▸ 提供本文:
安達正興のハード@コラム
Masaoki Adachi/安達正興


-------- ----------------------------------
嬉しさも中ぐらいなり救済案
------------------------------------------
〈 2008年 10月 4日 土曜日 )


●Bailout 101
下院再度の投票は263ム171で余裕をもって可決、すでにブッシュの署名がおわりポールソン/財務省が実施する。めでたしめでたしですが市場は反応しませんねー。しかしもし否決されていたら暴落を見たかも、不平をいうまい。クルーグマンが可決前の3日、NYTのコラムに現状を『奈落の淵』と呼んだ。救済条項の可決によって、やや淵から後じさりできたのではないか。

信用クランチの余波がメインストリームのあちこち全方位的に現れてきてしまったので、可決という前景気だけでは前に進まないようです。景気が持ち直してくるのは米銀行金融機関の不良資産切り離しが終わったあとでしょう。長丁場です。あと一ヶ月で新大統領がきまるがブッシュの人気は後4ヶ月ある。

モノが売れない、レストランに客が来ない。お金を貸してくれない。借金の督促状が頻繁になった。9月の失業率は愕然と6%になり、米の会社年金は債券運用で固定支給ではない。今年退職する人は雀の涙になりそうだ。

▸ 提供一覧:
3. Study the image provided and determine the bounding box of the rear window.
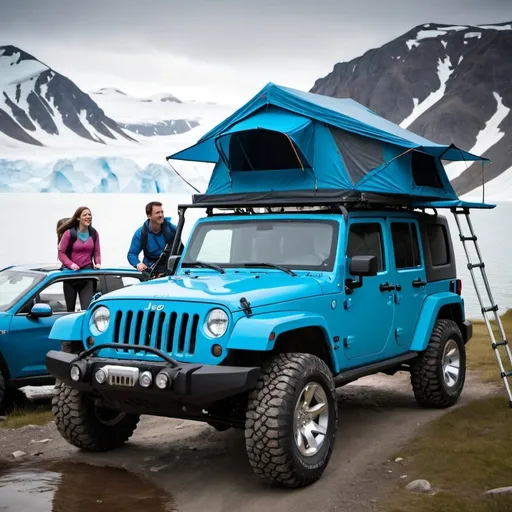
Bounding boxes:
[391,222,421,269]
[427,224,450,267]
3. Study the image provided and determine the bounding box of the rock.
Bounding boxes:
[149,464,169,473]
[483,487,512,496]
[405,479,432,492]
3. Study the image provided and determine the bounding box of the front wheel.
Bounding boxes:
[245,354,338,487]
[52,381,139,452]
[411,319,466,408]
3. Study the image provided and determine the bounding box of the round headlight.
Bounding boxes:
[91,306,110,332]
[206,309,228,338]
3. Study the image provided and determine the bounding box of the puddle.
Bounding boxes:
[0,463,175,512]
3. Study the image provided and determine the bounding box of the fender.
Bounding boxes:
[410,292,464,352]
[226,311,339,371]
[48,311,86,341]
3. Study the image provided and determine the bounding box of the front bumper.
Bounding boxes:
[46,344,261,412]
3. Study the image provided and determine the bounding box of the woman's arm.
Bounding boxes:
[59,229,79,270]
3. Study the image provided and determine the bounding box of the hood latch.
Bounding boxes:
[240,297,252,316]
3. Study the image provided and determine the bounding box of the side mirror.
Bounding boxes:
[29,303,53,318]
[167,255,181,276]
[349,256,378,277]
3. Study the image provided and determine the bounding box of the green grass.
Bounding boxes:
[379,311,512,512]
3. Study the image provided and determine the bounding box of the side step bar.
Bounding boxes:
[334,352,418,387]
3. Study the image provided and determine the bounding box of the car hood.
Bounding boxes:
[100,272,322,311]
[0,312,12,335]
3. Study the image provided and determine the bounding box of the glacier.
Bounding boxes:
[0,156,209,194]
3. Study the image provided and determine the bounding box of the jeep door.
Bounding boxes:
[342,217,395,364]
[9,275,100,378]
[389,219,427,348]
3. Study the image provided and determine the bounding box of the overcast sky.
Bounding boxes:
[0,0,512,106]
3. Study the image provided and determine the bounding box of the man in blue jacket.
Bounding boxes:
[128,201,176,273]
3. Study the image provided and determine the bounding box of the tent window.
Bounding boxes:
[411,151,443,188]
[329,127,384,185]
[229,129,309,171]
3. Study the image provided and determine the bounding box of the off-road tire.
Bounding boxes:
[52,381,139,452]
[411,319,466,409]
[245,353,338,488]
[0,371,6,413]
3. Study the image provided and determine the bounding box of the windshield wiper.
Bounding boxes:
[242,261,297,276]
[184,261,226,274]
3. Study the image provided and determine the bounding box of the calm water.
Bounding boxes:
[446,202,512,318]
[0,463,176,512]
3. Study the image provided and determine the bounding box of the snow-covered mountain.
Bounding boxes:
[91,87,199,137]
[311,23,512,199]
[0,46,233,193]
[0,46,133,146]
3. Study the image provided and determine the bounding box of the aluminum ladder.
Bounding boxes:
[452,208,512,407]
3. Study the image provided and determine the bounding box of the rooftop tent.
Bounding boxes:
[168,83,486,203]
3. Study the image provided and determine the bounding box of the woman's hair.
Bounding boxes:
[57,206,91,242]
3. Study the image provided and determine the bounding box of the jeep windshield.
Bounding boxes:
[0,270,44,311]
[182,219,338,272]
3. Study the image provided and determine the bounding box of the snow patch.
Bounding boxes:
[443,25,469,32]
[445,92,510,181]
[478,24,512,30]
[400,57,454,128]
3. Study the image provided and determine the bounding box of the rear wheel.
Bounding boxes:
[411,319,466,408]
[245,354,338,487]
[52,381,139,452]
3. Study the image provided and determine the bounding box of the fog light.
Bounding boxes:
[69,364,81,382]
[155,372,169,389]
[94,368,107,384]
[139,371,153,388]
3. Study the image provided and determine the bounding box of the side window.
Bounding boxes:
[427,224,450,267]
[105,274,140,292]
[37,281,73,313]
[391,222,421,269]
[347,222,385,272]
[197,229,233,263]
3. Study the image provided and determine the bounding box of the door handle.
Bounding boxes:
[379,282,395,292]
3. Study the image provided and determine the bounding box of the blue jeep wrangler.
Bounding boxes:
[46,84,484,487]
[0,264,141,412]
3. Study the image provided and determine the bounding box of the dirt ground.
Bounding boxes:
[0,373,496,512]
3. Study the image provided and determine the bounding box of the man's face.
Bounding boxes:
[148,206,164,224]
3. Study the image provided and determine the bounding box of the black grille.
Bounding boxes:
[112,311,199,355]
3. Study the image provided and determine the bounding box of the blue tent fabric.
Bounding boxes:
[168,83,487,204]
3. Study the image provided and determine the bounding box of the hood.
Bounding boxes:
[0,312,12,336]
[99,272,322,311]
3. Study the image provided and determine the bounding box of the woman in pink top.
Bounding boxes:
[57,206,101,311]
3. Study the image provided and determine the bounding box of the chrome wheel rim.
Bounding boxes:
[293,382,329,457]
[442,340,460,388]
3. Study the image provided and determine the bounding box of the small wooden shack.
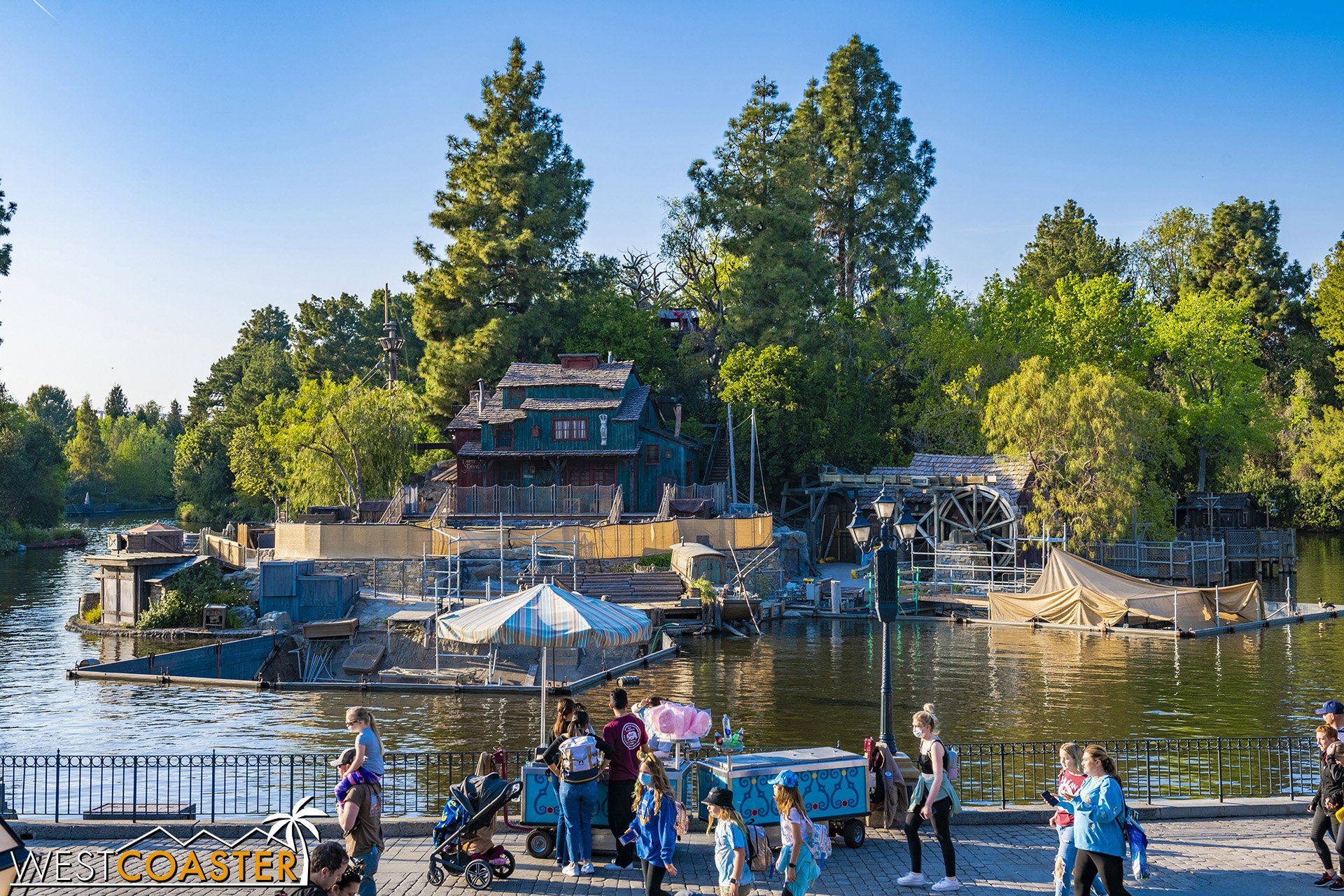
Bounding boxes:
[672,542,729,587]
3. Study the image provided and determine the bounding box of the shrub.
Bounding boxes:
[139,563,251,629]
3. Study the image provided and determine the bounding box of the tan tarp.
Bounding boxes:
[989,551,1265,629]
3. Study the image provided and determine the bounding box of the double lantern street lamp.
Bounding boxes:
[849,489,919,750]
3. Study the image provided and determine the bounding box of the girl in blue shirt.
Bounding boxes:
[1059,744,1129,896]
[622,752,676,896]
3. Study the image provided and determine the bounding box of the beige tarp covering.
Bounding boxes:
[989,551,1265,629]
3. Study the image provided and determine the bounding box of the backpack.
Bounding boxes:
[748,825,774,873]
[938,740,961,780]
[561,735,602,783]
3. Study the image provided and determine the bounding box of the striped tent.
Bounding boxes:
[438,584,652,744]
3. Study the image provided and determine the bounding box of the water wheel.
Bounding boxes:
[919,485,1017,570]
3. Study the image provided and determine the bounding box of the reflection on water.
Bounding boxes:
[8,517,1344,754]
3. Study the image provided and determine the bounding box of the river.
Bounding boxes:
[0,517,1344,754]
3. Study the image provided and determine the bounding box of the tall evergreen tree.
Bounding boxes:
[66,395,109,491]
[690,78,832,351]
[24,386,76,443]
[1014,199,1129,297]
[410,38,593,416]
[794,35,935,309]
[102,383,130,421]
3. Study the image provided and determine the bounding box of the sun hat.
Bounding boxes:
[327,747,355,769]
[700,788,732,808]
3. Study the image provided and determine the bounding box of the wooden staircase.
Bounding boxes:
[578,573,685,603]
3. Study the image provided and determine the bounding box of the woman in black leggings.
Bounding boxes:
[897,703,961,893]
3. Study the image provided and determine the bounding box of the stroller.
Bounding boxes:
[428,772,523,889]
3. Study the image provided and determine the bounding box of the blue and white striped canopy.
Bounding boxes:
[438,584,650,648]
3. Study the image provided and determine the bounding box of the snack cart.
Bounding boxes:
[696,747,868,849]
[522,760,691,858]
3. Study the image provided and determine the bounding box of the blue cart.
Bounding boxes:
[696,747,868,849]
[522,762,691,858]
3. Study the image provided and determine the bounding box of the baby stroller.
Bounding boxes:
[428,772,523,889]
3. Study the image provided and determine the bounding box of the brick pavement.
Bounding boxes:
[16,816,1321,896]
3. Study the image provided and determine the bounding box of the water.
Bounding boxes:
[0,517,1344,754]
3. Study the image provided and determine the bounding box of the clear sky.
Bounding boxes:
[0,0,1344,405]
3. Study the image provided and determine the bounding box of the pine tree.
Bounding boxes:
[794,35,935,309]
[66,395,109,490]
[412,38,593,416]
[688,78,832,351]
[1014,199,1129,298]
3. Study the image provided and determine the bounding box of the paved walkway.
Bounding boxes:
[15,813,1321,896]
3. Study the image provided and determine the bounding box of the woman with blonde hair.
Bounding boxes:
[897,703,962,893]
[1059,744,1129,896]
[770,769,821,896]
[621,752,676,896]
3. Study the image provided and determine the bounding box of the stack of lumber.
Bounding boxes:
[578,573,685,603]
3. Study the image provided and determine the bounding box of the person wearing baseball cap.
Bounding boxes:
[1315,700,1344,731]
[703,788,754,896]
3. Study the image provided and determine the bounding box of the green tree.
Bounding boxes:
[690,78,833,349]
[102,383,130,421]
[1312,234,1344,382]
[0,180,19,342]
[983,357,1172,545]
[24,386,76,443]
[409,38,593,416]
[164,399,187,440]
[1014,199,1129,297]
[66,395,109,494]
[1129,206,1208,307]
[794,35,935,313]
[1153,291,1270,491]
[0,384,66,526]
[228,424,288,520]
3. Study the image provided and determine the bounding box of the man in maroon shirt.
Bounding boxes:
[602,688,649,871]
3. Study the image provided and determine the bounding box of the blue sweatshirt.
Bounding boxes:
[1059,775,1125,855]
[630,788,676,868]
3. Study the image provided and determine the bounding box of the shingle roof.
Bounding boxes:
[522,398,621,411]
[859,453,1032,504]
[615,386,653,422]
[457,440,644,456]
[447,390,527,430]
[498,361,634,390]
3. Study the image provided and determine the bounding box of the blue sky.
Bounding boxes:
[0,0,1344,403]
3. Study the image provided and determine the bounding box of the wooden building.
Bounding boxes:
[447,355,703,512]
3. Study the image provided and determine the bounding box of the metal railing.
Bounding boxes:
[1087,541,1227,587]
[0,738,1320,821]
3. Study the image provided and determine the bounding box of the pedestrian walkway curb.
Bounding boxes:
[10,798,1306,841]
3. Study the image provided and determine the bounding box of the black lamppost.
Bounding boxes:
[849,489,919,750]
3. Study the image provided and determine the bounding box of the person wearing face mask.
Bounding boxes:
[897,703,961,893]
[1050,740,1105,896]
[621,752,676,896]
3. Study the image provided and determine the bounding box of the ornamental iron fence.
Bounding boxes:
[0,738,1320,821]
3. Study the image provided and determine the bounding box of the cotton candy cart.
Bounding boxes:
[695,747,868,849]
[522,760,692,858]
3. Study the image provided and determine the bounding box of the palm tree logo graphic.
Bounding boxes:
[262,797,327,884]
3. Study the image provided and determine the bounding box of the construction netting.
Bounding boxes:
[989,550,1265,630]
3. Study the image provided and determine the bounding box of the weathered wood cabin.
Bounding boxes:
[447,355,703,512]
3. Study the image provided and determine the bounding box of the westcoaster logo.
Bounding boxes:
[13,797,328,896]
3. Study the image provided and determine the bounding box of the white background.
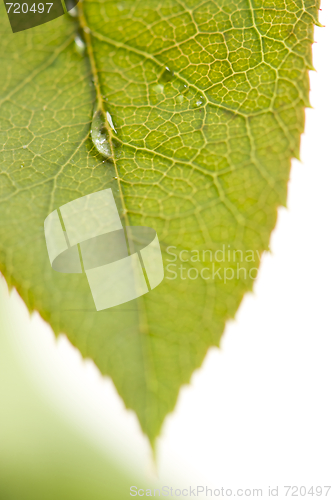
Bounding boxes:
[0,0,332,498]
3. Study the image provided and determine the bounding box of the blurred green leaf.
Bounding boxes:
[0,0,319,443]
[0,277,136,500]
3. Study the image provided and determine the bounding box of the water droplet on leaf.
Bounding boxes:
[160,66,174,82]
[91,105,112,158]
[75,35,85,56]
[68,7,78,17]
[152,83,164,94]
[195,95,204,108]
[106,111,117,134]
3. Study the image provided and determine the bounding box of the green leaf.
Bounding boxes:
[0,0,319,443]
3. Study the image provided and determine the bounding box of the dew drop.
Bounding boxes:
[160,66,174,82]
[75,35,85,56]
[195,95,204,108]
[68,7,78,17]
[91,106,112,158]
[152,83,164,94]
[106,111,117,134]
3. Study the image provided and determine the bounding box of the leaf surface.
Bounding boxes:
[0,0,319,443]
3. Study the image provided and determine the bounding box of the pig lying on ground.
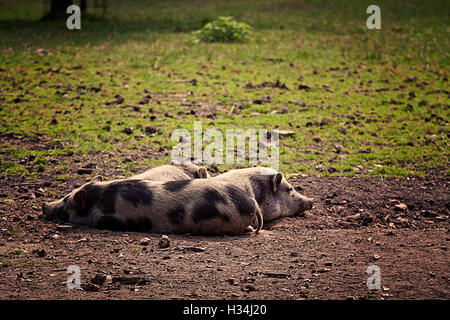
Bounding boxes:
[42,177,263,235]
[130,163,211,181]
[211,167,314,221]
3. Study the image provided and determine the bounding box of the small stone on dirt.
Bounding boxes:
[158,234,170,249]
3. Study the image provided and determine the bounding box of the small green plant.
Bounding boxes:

▸ 依頼事項 A: 救済案のコラムによると、クルーグマンは可決前の3日にNYTのコラムで現状を何と呼びましたか。
▸ 依頼事項 B: 救済案のコラムを、最後の文に続けて書き継いでください。

▸ 回答内容 A: 『奈落の淵』と呼びました。

▸ 回答内容 B:
●フィヨルドにも忍び寄る不況の波
家内が不良債権を溜め込んでいるノルウェー最大の銀行DnBにヘソクリがあって、どうしようかという私事を以前かきました。この銀行の株価が昨日ののニュースで30%減ったという。中央銀行が融資額をウンと増やす措置をとりましたが、どこの国とも同じように銀行はなかなか融資をうけようとしない。銀行間に流通すべきお金が全回らないわけだ。で、銀行は確実な市民の預金を増やそうとしますね。14日から預金利子を上げる通知がきた。日本円にして1000万円まで→1.25%、2000万円まで→1.85%、2000万以上→4.05%。うちは幸い借金がないので通知はないが借入金の利息も当然上がったはずだ。当地ベルゲンでは資金繰りに困って給料を払えない会社が出てきた。ユーロが下落、本日はEU首脳がパリに集まって金融危機打開策を討議する。とまあ、静かなフィヨルドの地にも信用収縮の影響が顕著に現れています。

●余談、先日の国際会議より
その1、各国の労賃
で「世界の労賃比較」というスライドがあり、ドル安に触れる前の時給はノルウェーが41.3ドルでトップ、上位は北欧勢、ドイツ、カナダ、スイスなど9位の米が23.6ドル、日本は20.6ドルで10位、11位韓国の14.6ドル。注目は僅か1.2ドルの中国、0.6ドルのインドが世界の経済を動かす力を持っている驚くべきアンバランス。

その2、大金
金融救済案7000億ドル、1948年のマーシャル計画が1000億ドル、世界の国家基金計3兆ドル。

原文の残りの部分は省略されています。